Passage:
........
But upon this point the provisions of the subsequent articles of confederation (§ 4), and of the Constitution (art. 4, § 2), securing citizen rights to the people of the several States in every other, would seem to conclude the question against the views of Judges Story aud Curtis.

But the whole difficulty is in the meaning of the words "one people," as used by Justice Story. If he means one people, in the sense that all were Britonsthat all were under one King, etc.—there is no controversy. But the question we are discussing is, what political relation did they hold to each other? Were they one civil body-politic? It is conceded neither had any authority over or within any other; that neither was a part of the mother country, and was, therefore, no part of any other. Non-alienage of the inhabitants of one in every other has been explained. Where then was there a shadow of political unity?

In fact, as each was sovereign (by Judge Story's concession), except as the crown or Parliament held supremacy over each, the overthrow of their supremacy left the colony with absolute sovereignty. Its colonial sovereignty was conditioned upon its dependency to Great Britain. Independency of Great Britain determined the condition, and left its sovereignty absolute.

Each colony, by a separate ligament, was bound to Great Britain as a dependency. That distinct ligament being severed, each fell from the parent stem, a separate Commonwealth independent of the mother country, as of every other. The acorus hanging from an English oak have several ties to the sturdy tree, but falling to the earth, each is the germ, the proto-plasm of a new and distinct life, each independent of its parent, as of every other. There is a moral brotherhood and sympathy between children of a common mother. But each has his distinct faculties, his own will, his separate and independent life, free from the control or legal influence of his brethren.

While, therefore, conceding in full force the affinities and sympathies between the colonies, the philosophic historian must deny all political bonds between them, and maintain their absolute political independence as civil bodies-politic.

This point has been more dwelt upon, because a primordial unity between the colonies, being assumed or conceded, has led to radical errors in the subsequent history of the colonies, emerging into their condition as States.
........
Material provided:
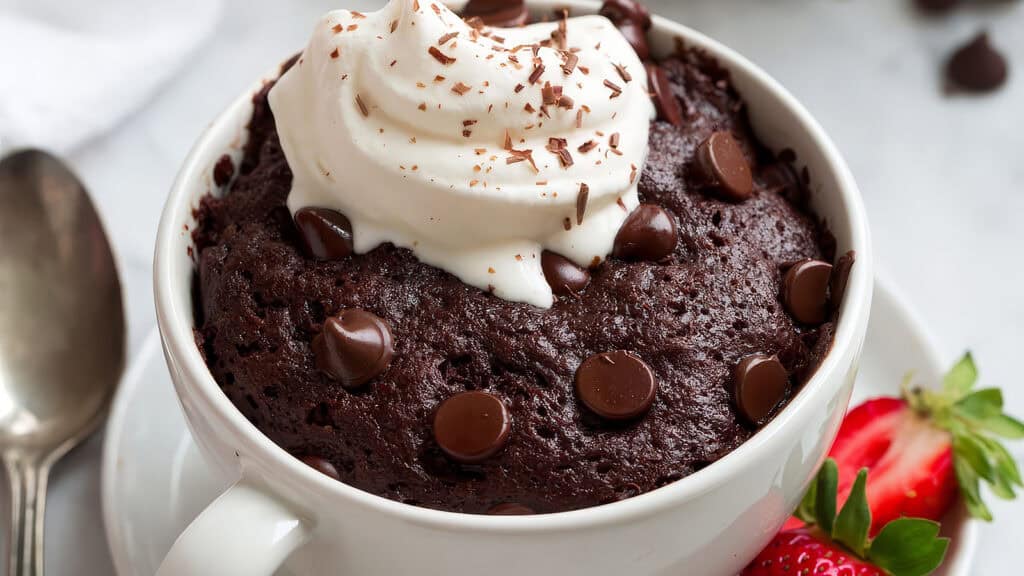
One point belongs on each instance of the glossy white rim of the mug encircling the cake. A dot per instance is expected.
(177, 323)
........
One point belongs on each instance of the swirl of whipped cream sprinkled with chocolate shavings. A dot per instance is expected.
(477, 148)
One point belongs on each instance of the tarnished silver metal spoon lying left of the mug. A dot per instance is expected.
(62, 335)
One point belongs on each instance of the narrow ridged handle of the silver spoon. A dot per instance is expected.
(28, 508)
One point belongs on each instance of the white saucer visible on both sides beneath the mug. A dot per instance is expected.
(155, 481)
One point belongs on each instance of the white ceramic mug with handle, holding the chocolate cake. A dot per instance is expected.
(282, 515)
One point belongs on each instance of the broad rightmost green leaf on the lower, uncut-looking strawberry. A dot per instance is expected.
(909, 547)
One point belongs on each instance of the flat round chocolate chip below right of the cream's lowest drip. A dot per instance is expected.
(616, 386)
........
What the task asks: In the passage on colonial sovereignty, why does the overthrow of British supremacy leave each colony with absolute sovereignty? Rely only on the text when you answer.

Answer space: Each colony was already sovereign except where the crown or Parliament held supremacy over it, and its colonial sovereignty was conditioned on its dependency to Great Britain. Independence from Great Britain ended that condition, so its sovereignty became absolute.